Exercise:
Each and every line of the data must appear exactly as given.

-- Data shown follows --

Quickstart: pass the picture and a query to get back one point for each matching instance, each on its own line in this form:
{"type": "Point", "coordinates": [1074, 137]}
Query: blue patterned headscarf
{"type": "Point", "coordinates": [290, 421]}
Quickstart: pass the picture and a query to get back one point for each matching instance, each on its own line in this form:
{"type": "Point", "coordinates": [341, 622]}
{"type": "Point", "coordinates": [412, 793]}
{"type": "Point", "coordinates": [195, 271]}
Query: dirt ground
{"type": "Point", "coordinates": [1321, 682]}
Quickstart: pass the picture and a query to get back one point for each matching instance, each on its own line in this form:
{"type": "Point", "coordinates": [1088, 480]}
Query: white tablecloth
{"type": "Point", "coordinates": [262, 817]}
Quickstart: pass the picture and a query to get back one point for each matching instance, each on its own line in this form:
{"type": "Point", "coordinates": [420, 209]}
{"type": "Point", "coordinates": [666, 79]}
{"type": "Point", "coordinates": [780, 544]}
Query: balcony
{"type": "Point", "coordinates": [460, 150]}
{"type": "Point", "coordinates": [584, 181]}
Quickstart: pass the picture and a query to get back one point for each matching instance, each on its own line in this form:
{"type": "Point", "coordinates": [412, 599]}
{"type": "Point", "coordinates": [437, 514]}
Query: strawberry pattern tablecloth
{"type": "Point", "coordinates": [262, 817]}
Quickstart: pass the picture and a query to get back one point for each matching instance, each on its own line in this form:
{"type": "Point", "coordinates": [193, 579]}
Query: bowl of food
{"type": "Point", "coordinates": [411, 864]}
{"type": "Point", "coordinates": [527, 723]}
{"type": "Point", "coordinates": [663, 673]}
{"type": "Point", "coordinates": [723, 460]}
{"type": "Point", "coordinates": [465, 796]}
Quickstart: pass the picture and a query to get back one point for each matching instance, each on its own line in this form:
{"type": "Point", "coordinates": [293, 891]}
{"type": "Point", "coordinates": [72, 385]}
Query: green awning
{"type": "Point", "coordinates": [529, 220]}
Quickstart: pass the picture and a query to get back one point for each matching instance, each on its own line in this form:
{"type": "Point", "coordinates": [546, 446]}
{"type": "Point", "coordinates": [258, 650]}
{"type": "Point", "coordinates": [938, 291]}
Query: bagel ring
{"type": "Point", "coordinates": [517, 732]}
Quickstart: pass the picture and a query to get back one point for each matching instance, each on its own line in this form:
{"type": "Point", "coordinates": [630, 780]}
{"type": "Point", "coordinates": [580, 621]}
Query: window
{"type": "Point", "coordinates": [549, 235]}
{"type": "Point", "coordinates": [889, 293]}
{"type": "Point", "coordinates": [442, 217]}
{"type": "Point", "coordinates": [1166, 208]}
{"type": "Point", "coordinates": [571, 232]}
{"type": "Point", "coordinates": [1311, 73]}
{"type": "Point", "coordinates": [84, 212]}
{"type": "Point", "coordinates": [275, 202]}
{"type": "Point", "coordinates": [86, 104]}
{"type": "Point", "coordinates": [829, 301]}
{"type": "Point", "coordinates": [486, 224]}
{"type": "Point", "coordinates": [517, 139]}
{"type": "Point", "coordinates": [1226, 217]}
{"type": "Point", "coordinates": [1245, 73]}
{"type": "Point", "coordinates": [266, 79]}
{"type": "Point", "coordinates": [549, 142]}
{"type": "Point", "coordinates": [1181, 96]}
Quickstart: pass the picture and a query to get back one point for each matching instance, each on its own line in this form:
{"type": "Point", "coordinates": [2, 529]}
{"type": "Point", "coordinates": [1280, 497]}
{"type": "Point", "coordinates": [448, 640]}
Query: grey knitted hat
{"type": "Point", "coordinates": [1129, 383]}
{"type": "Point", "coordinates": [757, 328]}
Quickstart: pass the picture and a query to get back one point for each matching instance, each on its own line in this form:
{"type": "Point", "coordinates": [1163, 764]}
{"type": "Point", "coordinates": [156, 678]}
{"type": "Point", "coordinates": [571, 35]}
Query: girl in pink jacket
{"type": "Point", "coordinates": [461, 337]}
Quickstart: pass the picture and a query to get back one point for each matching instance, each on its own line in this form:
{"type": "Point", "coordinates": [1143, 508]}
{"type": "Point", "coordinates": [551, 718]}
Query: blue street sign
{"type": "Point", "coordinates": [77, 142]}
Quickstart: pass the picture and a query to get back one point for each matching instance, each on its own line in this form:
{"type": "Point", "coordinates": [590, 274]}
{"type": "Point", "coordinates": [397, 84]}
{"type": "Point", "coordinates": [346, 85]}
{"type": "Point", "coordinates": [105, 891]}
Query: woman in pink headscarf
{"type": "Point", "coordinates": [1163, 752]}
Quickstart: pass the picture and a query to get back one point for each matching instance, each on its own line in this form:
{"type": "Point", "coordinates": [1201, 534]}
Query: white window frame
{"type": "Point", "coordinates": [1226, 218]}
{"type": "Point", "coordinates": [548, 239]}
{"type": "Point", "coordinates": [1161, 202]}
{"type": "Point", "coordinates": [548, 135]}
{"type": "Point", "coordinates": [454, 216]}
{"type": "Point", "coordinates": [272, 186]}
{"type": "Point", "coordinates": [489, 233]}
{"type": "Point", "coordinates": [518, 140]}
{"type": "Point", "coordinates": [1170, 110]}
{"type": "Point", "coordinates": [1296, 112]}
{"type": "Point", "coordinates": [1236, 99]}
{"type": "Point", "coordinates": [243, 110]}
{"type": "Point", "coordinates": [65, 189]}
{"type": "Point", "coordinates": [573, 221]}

-- Data shown concluded --

Response box:
Quickstart: pass the picture and a query to get back one point for each matching instance, each on its own line in this form:
{"type": "Point", "coordinates": [1074, 137]}
Query: blue patterned headscarf
{"type": "Point", "coordinates": [290, 421]}
Quickstart: pass the picture and a query to get back one point for each matching instance, each on its own line in this form:
{"type": "Point", "coordinates": [341, 622]}
{"type": "Point", "coordinates": [412, 793]}
{"type": "Point", "coordinates": [195, 271]}
Query: dirt ground
{"type": "Point", "coordinates": [1321, 682]}
Quickstart: pass the picture and a query to get back one point for each matching instance, each on its own line in this form:
{"type": "Point", "coordinates": [1088, 480]}
Query: white tablecloth
{"type": "Point", "coordinates": [262, 817]}
Quickstart: pass the picture and a query to get back one point for each matching instance, each on its own line in this form:
{"type": "Point", "coordinates": [420, 209]}
{"type": "Point", "coordinates": [666, 79]}
{"type": "Point", "coordinates": [780, 544]}
Query: balcony
{"type": "Point", "coordinates": [460, 150]}
{"type": "Point", "coordinates": [584, 181]}
Quickstart: pass the picture and a query to get back one point for each matching instance, each on its own line in this form:
{"type": "Point", "coordinates": [412, 599]}
{"type": "Point", "coordinates": [437, 514]}
Query: strawberry pattern tablecloth
{"type": "Point", "coordinates": [262, 817]}
Quickstart: pass the picture and a query to get back one point for each matching instance, each on its own line in this form:
{"type": "Point", "coordinates": [193, 579]}
Query: bowl of food
{"type": "Point", "coordinates": [411, 864]}
{"type": "Point", "coordinates": [527, 723]}
{"type": "Point", "coordinates": [663, 673]}
{"type": "Point", "coordinates": [723, 460]}
{"type": "Point", "coordinates": [465, 796]}
Quickstart: pass the picture and a query to get back one point for each matching instance, each on its own line in this form:
{"type": "Point", "coordinates": [293, 891]}
{"type": "Point", "coordinates": [72, 385]}
Query: green awning
{"type": "Point", "coordinates": [529, 220]}
Quickstart: pass the picture and a query to get back one point for each matching instance, each on its own line in this form:
{"type": "Point", "coordinates": [546, 446]}
{"type": "Point", "coordinates": [258, 650]}
{"type": "Point", "coordinates": [938, 291]}
Query: bagel ring
{"type": "Point", "coordinates": [517, 732]}
Quickstart: pass the picture and a query to get back one point for each matching instance, each on its own line in this form:
{"type": "Point", "coordinates": [630, 780]}
{"type": "Point", "coordinates": [580, 621]}
Query: window
{"type": "Point", "coordinates": [549, 235]}
{"type": "Point", "coordinates": [889, 293]}
{"type": "Point", "coordinates": [442, 217]}
{"type": "Point", "coordinates": [1166, 208]}
{"type": "Point", "coordinates": [571, 232]}
{"type": "Point", "coordinates": [1311, 73]}
{"type": "Point", "coordinates": [84, 212]}
{"type": "Point", "coordinates": [275, 202]}
{"type": "Point", "coordinates": [86, 104]}
{"type": "Point", "coordinates": [829, 301]}
{"type": "Point", "coordinates": [486, 224]}
{"type": "Point", "coordinates": [517, 139]}
{"type": "Point", "coordinates": [1226, 217]}
{"type": "Point", "coordinates": [1245, 73]}
{"type": "Point", "coordinates": [266, 79]}
{"type": "Point", "coordinates": [549, 142]}
{"type": "Point", "coordinates": [1181, 96]}
Quickstart: pass the picture and a query to get back one point for each matching instance, each on its own line in this form:
{"type": "Point", "coordinates": [2, 529]}
{"type": "Point", "coordinates": [1280, 497]}
{"type": "Point", "coordinates": [448, 640]}
Query: grey knitted hat
{"type": "Point", "coordinates": [1129, 383]}
{"type": "Point", "coordinates": [757, 328]}
Quickstart: pass the picture and a query to get back one point for each matching instance, each on its own line in this form:
{"type": "Point", "coordinates": [1163, 764]}
{"type": "Point", "coordinates": [156, 678]}
{"type": "Point", "coordinates": [571, 35]}
Query: girl in pink jacket
{"type": "Point", "coordinates": [461, 337]}
Quickstart: pass the picture and a query to get back one point for each matching instance, each on its own line in this form:
{"type": "Point", "coordinates": [1143, 508]}
{"type": "Point", "coordinates": [551, 718]}
Query: blue street sign
{"type": "Point", "coordinates": [77, 142]}
Quickstart: pass the picture and a query to get back one point for each matching instance, each on its own line in this form:
{"type": "Point", "coordinates": [590, 274]}
{"type": "Point", "coordinates": [397, 84]}
{"type": "Point", "coordinates": [346, 85]}
{"type": "Point", "coordinates": [105, 891]}
Query: woman in pink headscarf
{"type": "Point", "coordinates": [1163, 752]}
Quickstart: pass the picture and a query to get back one point for each matching instance, each on its own line in this form:
{"type": "Point", "coordinates": [1201, 534]}
Query: white window frame
{"type": "Point", "coordinates": [1226, 218]}
{"type": "Point", "coordinates": [548, 239]}
{"type": "Point", "coordinates": [1161, 202]}
{"type": "Point", "coordinates": [548, 135]}
{"type": "Point", "coordinates": [454, 216]}
{"type": "Point", "coordinates": [272, 186]}
{"type": "Point", "coordinates": [489, 233]}
{"type": "Point", "coordinates": [518, 140]}
{"type": "Point", "coordinates": [1170, 110]}
{"type": "Point", "coordinates": [1296, 112]}
{"type": "Point", "coordinates": [1236, 99]}
{"type": "Point", "coordinates": [243, 110]}
{"type": "Point", "coordinates": [65, 189]}
{"type": "Point", "coordinates": [573, 221]}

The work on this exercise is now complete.